Hacker News new | ask | show | jobs
by netaustin 4166 days ago
High traffic and high volume sites driven by CMSes, like newspapers, tv stations, etc., largely cannot rely on static files to deliver their content. Rather, they use caching layers for speed and security. There are two better ways to improve security for sites like these, which are highly targeted and poor candidates for static sites:

1) Use a headless CMS. WordPress on the backend that provides and API which is consumed by a Node app, for example.

2) Shift any user-facing dynamic feature off the CMS. Commenting, login, subscription management, etc., can be handled by purpose-built apps that tie into the CMS-driven site via Javascript, preserving the security and cacheability of the CMS.

That's not to say that it's impossible to drive a large-scale news site with static files. I believe CNN does exactly that with their in-house CMS. But no open-source CMS that generates static files is powerful enough to use in a newsroom context, or popular enough to gain traction.

3 comments

It's simply a matter of inversion. Is the page generation and publication performed upon each change (by editors/authors/etc) or upon each access? Obviously, the former is much more efficient, even for frequent changes, and even across millions of data points. (Just ask Twitter).

[Directions for this task]
Answer these questions about the thread:
(a) What example setup does it give for a headless CMS?
(b) Which news organization is said to drive its site with static files through an in-house CMS?
(c) According to the reply, which is much more efficient: generating pages upon each change or upon each access?
The lines after this point are separate material, unrelated to the thread.

[Dataset records]

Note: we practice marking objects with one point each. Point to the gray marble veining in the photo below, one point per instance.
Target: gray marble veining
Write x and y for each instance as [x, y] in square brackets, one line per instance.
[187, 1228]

==

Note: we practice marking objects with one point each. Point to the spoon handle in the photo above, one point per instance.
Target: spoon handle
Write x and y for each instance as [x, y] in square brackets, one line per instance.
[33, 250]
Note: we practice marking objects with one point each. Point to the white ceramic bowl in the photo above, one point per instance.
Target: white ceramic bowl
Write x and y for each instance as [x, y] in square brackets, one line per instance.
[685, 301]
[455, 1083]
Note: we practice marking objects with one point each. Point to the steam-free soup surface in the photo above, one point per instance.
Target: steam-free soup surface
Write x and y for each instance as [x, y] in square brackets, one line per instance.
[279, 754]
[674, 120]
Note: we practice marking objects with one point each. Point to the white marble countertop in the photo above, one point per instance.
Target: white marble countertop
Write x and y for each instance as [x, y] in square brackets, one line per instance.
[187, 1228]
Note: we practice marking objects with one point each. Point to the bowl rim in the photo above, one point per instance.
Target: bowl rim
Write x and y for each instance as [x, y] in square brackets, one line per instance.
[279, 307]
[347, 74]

[The output]
(a) WordPress on the backend providing an API that is consumed by a Node app.
(b) CNN.
(c) Generating pages upon each change.